EXCERPT:
[Start]
Re: [RFC PATCH v0.1 0/9] UMCG early preview/RFC patchset

From: Peter Oskolkov
Date: Wed Jun 09 2021 - 16:20:28 EST


On Wed, Jun 9, 2021 at 5:55 AM Peter Zijlstra <peterz@xxxxxxxxxxxxx> wrote:

Finally, a high-level review - thanks a lot, Peter! My comments below,
and two high-level "important questions" at the end of my reply (with
some less important questions here and there).

[...]

> You present an API without explaining, *at*all*, how it's supposed to be
> used and I can't seem to figure it out from the implementation either :/

I tried to explain it in the doc patch that I followed up with:
https://lore.kernel.org/patchwork/cover/1433967/#1632328

Or do you mean it more narrowly, i.e. I do not explain syscalls in
detail? This assessment I agree with - my approach was/is to finalize
the userpace API (libumcg) first, and make the userspace vs kernel
decisions later.

For example, you wonder why there is no looping in umcg_wait
(do_wait). This is because the looping happens in the userspace in
libumcg. My overall approach was to make the syscalls as simple as
possible and push extra logic to the userspace.

It seems that this approach is not resonating with kernel
developers/maintainers - you are the third person asking why there is
no looping in sys_umcg_wait, despite the fact that I explicitly
mentioned pushing it out to the userspace.

Let me try to make my case once more here.

umcg_wait/umcg_wake: the RUNNABLE/RUNNING state changes, checks, and
looping happen in the userspace (libumcg - see umcg_wait/umcg_wake in
patch 5 here: https://lore.kernel.org/patchwork/patch/1433971/), while
the syscalls simply sleep/wake. I find doing it in the userspace is
much simpler and easier than in the kernel, as state reads and writes
are just atomic memory accesses; in the kernel it becomes much more
difficult - rcu locked sections, tasks locked, etc.
[End]
SUPPLIED INFORMATION:
[Start]
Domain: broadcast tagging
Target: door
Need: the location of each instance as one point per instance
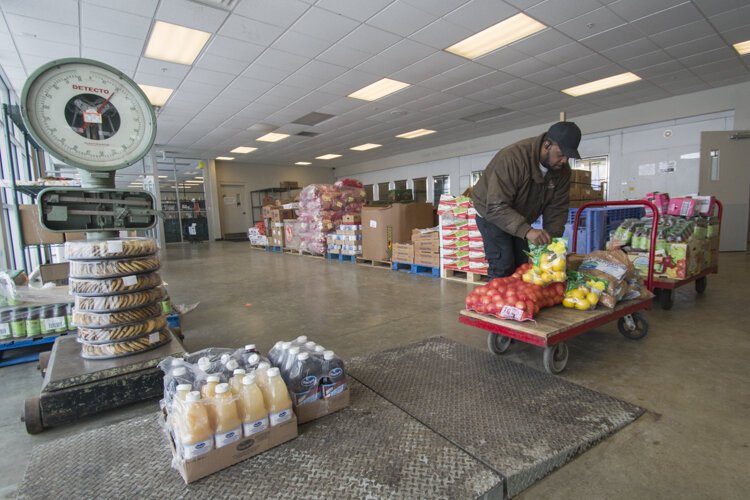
(235, 214)
(725, 173)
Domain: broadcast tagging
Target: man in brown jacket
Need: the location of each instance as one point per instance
(523, 181)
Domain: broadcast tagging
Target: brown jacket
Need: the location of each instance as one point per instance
(512, 194)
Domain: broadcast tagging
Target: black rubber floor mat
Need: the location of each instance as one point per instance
(521, 422)
(370, 450)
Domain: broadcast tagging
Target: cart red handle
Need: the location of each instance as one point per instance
(654, 227)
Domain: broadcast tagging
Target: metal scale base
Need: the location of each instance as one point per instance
(75, 387)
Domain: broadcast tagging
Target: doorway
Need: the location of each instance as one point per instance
(235, 218)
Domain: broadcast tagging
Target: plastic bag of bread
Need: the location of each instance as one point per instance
(108, 249)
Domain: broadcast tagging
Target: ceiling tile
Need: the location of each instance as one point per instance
(441, 34)
(58, 11)
(250, 30)
(116, 43)
(232, 48)
(477, 15)
(298, 43)
(437, 7)
(401, 19)
(369, 39)
(668, 19)
(144, 8)
(119, 23)
(361, 11)
(554, 12)
(281, 13)
(191, 14)
(597, 21)
(325, 25)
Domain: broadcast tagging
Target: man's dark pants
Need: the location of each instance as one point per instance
(503, 251)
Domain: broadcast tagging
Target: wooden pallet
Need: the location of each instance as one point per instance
(464, 277)
(379, 264)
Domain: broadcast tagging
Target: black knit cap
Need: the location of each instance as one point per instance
(567, 135)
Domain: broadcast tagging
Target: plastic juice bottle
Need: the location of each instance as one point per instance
(236, 381)
(253, 407)
(228, 423)
(277, 398)
(196, 435)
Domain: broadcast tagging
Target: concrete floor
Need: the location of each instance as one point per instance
(690, 373)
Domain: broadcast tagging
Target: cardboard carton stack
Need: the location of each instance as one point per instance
(461, 244)
(385, 226)
(347, 240)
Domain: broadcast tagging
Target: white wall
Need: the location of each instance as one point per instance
(603, 134)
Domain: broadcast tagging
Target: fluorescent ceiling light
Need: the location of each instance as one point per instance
(272, 137)
(416, 133)
(379, 89)
(742, 47)
(175, 43)
(502, 34)
(157, 96)
(603, 84)
(365, 147)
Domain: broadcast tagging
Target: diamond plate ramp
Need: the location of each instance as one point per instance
(521, 422)
(371, 450)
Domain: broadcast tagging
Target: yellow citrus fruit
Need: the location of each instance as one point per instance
(583, 305)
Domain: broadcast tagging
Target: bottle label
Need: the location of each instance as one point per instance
(305, 397)
(280, 417)
(195, 450)
(225, 438)
(250, 428)
(52, 324)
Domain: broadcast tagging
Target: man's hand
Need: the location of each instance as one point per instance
(538, 236)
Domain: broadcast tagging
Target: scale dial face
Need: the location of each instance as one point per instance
(88, 114)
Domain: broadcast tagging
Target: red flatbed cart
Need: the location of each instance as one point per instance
(553, 326)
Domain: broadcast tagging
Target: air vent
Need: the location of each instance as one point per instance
(486, 115)
(312, 119)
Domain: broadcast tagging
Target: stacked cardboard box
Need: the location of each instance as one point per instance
(347, 240)
(461, 244)
(426, 247)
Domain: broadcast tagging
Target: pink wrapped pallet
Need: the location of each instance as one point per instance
(322, 207)
(685, 207)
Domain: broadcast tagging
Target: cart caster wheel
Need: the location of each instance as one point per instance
(633, 326)
(700, 284)
(498, 344)
(556, 358)
(32, 416)
(666, 299)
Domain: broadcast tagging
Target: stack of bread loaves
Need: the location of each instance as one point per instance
(118, 296)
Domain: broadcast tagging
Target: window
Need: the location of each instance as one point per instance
(420, 189)
(441, 184)
(383, 190)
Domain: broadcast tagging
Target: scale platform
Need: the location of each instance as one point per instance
(75, 387)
[End]
Please write out the reply starting with "It seems that" and going on through "out to the userspace.", substituting "the umcg_wait syscall" for "sys_umcg_wait".

PROBLEM SOLUTION:
It seems that this approach is not resonating with kernel
developers/maintainers - you are the third person asking why there is
no looping in the umcg_wait syscall, despite the fact that I explicitly
mentioned pushing it out to the userspace.